# MATERIAL FOR THIS TASK start

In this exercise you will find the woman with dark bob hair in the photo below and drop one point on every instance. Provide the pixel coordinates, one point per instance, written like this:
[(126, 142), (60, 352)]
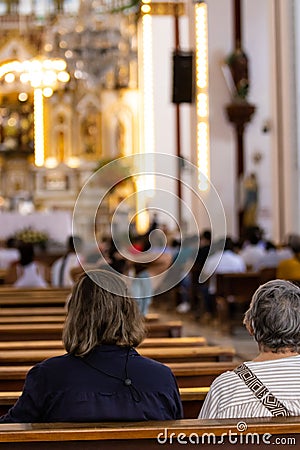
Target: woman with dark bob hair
[(269, 385), (101, 377)]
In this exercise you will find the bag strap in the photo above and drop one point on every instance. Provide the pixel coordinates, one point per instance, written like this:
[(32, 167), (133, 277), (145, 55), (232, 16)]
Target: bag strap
[(261, 392)]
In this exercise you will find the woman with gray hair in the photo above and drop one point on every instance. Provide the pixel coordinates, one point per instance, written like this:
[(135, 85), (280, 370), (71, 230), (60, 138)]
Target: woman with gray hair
[(269, 385), (101, 377)]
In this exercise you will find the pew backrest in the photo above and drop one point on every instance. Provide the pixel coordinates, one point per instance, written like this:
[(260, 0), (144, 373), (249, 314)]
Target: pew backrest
[(208, 434)]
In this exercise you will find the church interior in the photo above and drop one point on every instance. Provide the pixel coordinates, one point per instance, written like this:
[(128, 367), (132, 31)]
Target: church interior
[(150, 126)]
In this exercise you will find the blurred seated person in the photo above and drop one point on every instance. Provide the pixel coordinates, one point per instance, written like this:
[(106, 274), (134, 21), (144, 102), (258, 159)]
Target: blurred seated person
[(269, 260), (273, 319), (226, 261), (200, 291), (140, 287), (61, 268), (252, 252), (27, 272), (8, 253), (101, 377), (289, 269)]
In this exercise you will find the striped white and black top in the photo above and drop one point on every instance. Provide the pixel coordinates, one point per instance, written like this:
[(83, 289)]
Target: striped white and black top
[(229, 397)]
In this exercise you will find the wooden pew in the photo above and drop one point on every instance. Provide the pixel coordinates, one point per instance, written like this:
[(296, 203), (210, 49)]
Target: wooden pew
[(210, 434), (45, 331), (163, 354), (44, 317), (33, 311), (233, 295), (192, 400), (187, 374), (25, 297), (197, 373), (148, 342)]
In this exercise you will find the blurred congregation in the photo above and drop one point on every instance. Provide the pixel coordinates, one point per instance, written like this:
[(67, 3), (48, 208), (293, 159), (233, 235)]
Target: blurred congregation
[(149, 220)]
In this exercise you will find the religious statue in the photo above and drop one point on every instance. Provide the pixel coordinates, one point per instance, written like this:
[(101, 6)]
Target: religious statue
[(250, 191)]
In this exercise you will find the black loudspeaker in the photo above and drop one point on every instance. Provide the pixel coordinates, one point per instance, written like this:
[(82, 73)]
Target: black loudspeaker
[(183, 77)]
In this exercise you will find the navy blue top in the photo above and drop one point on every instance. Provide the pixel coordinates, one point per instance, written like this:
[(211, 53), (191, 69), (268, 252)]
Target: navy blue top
[(71, 389)]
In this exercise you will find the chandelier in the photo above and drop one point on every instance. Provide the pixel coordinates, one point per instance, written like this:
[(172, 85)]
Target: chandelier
[(99, 40)]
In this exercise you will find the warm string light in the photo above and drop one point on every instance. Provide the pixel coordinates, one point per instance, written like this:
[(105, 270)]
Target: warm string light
[(39, 127), (202, 106), (146, 183), (43, 76)]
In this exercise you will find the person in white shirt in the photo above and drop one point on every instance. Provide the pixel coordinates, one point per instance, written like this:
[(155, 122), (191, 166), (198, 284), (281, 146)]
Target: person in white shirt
[(226, 261), (253, 252), (26, 272), (269, 385), (8, 254), (62, 267)]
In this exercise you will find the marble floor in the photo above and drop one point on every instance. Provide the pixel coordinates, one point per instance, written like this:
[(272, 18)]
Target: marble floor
[(245, 346)]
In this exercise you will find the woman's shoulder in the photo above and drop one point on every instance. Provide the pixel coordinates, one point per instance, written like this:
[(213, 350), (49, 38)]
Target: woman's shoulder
[(152, 365)]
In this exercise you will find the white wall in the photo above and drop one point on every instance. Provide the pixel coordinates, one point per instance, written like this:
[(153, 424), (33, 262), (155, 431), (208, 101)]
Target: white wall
[(272, 153)]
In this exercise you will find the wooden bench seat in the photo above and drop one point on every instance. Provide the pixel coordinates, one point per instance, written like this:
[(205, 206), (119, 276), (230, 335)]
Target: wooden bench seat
[(44, 317), (189, 433), (199, 373), (164, 354), (187, 374), (45, 331), (192, 400), (148, 342), (33, 311)]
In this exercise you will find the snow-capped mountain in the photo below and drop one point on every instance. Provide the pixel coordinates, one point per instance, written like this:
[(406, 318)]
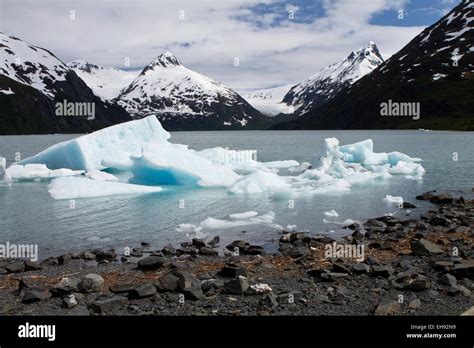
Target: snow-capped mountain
[(324, 85), (434, 71), (269, 100), (105, 82), (184, 99), (31, 65), (32, 81)]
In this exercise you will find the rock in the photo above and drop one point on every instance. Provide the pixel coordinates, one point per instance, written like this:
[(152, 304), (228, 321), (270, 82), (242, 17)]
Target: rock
[(206, 251), (65, 286), (269, 300), (419, 283), (15, 267), (168, 282), (212, 285), (90, 283), (193, 293), (261, 288), (448, 279), (137, 252), (333, 276), (443, 198), (470, 311), (151, 263), (214, 241), (236, 286), (241, 244), (464, 269), (79, 311), (232, 270), (32, 266), (63, 259), (168, 250), (382, 270), (341, 268), (105, 254), (88, 256), (122, 288), (423, 247), (142, 291), (69, 301), (387, 307), (425, 196), (50, 261), (32, 296), (443, 265), (415, 304), (199, 243), (108, 304), (360, 268), (185, 280)]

# MATERIAL FOR THIS TASK end

(AIM) Please write out all of the material above as a numbered list with one entry per line, skipping any blank lines and omitting the pictures.

(OUTPUT OF THE TASK)
1. In this exercise you will find the woman with dark bob hair in the photo below and drop one point on every instance. Provide the pixel coordinates, one point per instance, written like this:
2. [(126, 142), (60, 352)]
3. Target: woman with dark bob hair
4. [(269, 385), (101, 377)]
5. In this exercise you will find the bag strap in the photo above and drop one point on every instance. Provide the pixel coordinates, one point per instance, written like this:
6. [(32, 167), (133, 277), (145, 55), (232, 16)]
7. Target: bag strap
8. [(261, 392)]
9. In this exercise you will find the woman with gray hair in the photo above and drop one point on every instance. Provide the pixel coordinates, one point per instance, written like this:
10. [(135, 85), (280, 370), (71, 230), (60, 138)]
11. Target: woman with gray hair
12. [(269, 385), (101, 377)]
13. In this exercise you will find the pew backrest in the photo above and drop one point on every instance. Provide the pixel coordinates, one point per instance, written like this:
14. [(260, 0), (144, 373), (249, 314)]
15. Target: pew backrest
16. [(208, 434)]
17. In this exercise you will find the church interior in the photo above and drop one point on every instance. Provide the pixel coordinates, one point per instance, written like this:
18. [(128, 367), (132, 31)]
19. Target: church interior
20. [(150, 126)]
21. In this exercise you will find the blurred seated person in the photo above and drop one point on every instance. Provide the pixel coordinates, one point per instance, written like this:
22. [(106, 274), (134, 21), (144, 102), (258, 159)]
23. Target: blurred seated person
24. [(269, 260), (273, 319), (226, 261), (200, 291), (140, 287), (61, 268), (252, 252), (27, 272), (8, 253), (101, 377), (289, 269)]
25. In this exercise you will find the striped white and black top in the photo above and drop one point on every instance. Provide the pixel coordinates, one point per instance, written like this:
26. [(83, 289)]
27. Target: striped white and black top
28. [(229, 397)]
29. In this exercise you will find the wooden pew in the photo above and drop one point on every instance. Provide the pixel coordinates, one point per instance, written like this:
30. [(296, 203), (210, 49)]
31. Target: wooden pew
32. [(210, 434), (45, 331), (163, 354), (44, 317), (33, 311), (233, 295), (192, 400), (187, 374), (25, 297), (197, 373), (148, 342)]
33. In this exercise you will find the blurred congregation in the photo above and drop one point on every instance. Provide the pixel coordinates, one point per instance, written like this:
34. [(67, 3), (48, 208), (293, 159), (233, 235)]
35. Target: blurred congregation
36. [(149, 220)]
37. In this exercise you will find the religious statue in the photo above and drop one point on every instance. Provide the pixel coordinates, one point per instance, written like this:
38. [(101, 6)]
39. Target: religious statue
40. [(250, 191)]
41. In this exercise you will find the black loudspeaker in the photo above and drop one point on every instance. Provide the pixel coordinates, one point per instance, written like this:
42. [(82, 73)]
43. Target: black loudspeaker
44. [(183, 77)]
45. In this exercise you will find the navy blue top in the photo above and drop one point on every instance. Provide the pixel coordinates, one point per instance, written like this:
46. [(211, 53), (191, 69), (268, 252)]
47. Target: navy blue top
48. [(71, 389)]
49. In this exercise you will find the chandelier in the photo above and drop one point on every instance. Provide the pixel coordinates, one point per instance, written like this:
50. [(172, 85)]
51. Target: chandelier
52. [(99, 40)]
53. In this exercise you will find the warm string light in the photo above and drop one point on every instance. Provide the pixel coordinates, one point per instance, written like this:
54. [(105, 270)]
55. Target: warm string light
56. [(39, 127), (202, 106), (146, 183), (43, 76)]
57. In this exercise you will find the person in white shirt in the photo above and drop one point on every instance. Provide the pixel coordinates, one point per instance, written like this:
58. [(155, 122), (191, 166), (198, 284), (281, 146)]
59. Target: person in white shirt
60. [(226, 261), (253, 252), (26, 272), (269, 385), (8, 254), (62, 267)]
61. In this exercise you will find the marble floor in the photo above and drop one point on every instance. Provide the pixel coordinates, one point per instance, written like this:
62. [(272, 18)]
63. Target: marble floor
64. [(245, 346)]
65. In this exercise you will find the woman's shoulder in the photo above and drop one point on every instance. Provide the pixel coordinates, one point per instance, written like this:
66. [(213, 350), (49, 38)]
67. Target: woman's shoulder
68. [(152, 365)]
69. In this exercise you will find the white wall in the photo above and drop one point on every instance. Provide the pixel coordinates, one point per instance, written like this:
70. [(153, 424), (33, 262), (155, 431), (208, 101)]
71. Target: white wall
72. [(272, 153)]
73. In this exercise you will find the wooden bench seat in the photo above and drop one point on every instance. Provide the pixel coordinates, one point per instance, written like this:
74. [(205, 206), (119, 276), (230, 335)]
75. Target: wooden bench seat
76. [(44, 317), (189, 433), (199, 373), (164, 354), (187, 374), (45, 331), (192, 400), (148, 342), (33, 311)]
77. In this exercise you will find the snow-capped mountain in the photo below and drop one point on every instance. Provide the pixel coordinates, one point per instance, written like this:
78. [(406, 318)]
79. Target: snow-capped mountain
80. [(324, 85), (434, 71), (269, 100), (105, 82), (184, 99), (31, 65), (32, 81)]
81. In this exercise you will find the rock in the photo above and drop one point on every instance. Provide the pixel coordinates, one point per instance, written like this:
82. [(152, 304), (228, 321), (270, 82), (242, 17)]
83. Target: rock
84. [(206, 251), (65, 286), (269, 300), (419, 283), (15, 267), (168, 282), (212, 285), (90, 283), (193, 293), (261, 288), (448, 279), (137, 252), (333, 276), (443, 198), (470, 311), (151, 263), (214, 241), (236, 286), (241, 244), (464, 269), (79, 311), (232, 270), (32, 266), (63, 259), (168, 250), (382, 270), (341, 268), (105, 254), (88, 256), (122, 288), (423, 247), (142, 291), (69, 301), (387, 307), (425, 196), (50, 261), (32, 296), (443, 265), (415, 304), (199, 243), (108, 304), (360, 268), (185, 280)]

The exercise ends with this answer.